Im Einklang mit dieser Argumentation wurde gezeigt, dass Menschen mit einem starken Bedürfnis nach kognitiver Geschlossenheit stärkere Primacy-Effekte zeigen, da diese ihr Bedürfnis nach schnellen, einfachen und klaren Antworten (im Kontrast zu Komplexität und Mehrdeutigkeit) befriedigen (15). Was den Umgang mit Inkonsistenzen angeht, funktionieren Vorannahmen, die auf ersten Eindrücken beruhen, ähnlich wie Vorannahmen, die auf anderen Formen von "Vorwissen" wie allgemeinen Stereotypen und Vorurteilen über Mitglieder bestimmter sozialer Gruppen beruhen (16).

Man kann argumentieren, dass die Präsentation verschiedener Aspekte eines Sachverhalts in Medienbeiträgen sehr ähnlich zu den Situationen ist, in denen Forschungsteams ihren Versuchspersonen unterschiedliche Informationen über einen Politiker, ein Ereignis oder ein kontroverses Thema dargeboten haben. Es ist davon auszugehen, dass die Reihenfolge, in der Informationen medial aufbereitet werden, die Meinungsbildung des Publikums stark beeinflusst. Reihenfolgeeffekte wirken jedoch nicht nur auf das Publikum, sondern auch auf die Journalistinnen und Journalisten selbst, wie wir im nächsten Abschnitt sehen werden.

———

** ARBEITSAUFTRAG **
Schreibe aus dem Text über Reihenfolgeeffekte alles von „Man kann argumentieren, dass“ bis hinunter zu „Abschnitt sehen werden.“ wortgetreu ab. Stütze dich dabei nur auf den Text über Reihenfolgeeffekte.

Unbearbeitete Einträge
———

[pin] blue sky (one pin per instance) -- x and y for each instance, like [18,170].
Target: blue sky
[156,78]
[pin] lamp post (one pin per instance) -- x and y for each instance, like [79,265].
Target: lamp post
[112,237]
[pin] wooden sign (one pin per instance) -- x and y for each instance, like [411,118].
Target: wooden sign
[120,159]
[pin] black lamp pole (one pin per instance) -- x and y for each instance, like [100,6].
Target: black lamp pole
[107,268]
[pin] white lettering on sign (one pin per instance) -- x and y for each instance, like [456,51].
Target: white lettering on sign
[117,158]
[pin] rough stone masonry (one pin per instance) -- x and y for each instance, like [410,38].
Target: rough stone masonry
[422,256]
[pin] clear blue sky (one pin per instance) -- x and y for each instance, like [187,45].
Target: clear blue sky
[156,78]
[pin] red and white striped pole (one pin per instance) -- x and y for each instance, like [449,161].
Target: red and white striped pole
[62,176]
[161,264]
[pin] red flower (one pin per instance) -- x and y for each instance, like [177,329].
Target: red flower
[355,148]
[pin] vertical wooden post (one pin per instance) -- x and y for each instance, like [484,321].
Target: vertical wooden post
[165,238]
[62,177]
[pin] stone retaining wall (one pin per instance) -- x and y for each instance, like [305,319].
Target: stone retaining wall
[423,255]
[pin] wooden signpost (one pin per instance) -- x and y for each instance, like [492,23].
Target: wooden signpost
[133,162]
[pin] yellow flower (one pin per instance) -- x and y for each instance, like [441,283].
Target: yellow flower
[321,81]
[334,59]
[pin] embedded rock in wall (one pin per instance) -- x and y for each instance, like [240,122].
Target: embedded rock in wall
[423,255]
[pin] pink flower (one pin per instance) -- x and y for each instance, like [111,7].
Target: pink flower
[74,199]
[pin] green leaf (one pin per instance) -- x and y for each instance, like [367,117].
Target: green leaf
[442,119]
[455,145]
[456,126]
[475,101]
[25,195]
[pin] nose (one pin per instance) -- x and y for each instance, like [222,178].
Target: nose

———

** LÖSUNG **
Man kann argumentieren, dass die Präsentation verschiedener Aspekte eines Sachverhalts in Medienbeiträgen sehr ähnlich zu den Situationen ist, in denen Forschungsteams ihren Versuchspersonen unterschiedliche Informationen über einen Politiker, ein Ereignis oder ein kontroverses Thema dargeboten haben. Es ist davon auszugehen, dass die Reihenfolge, in der Informationen medial aufbereitet werden, die Meinungsbildung des Publikums stark beeinflusst. Reihenfolgeeffekte wirken jedoch nicht nur auf das Publikum, sondern auch auf die Journalistinnen und Journalisten selbst, wie wir im nächsten Abschnitt sehen werden.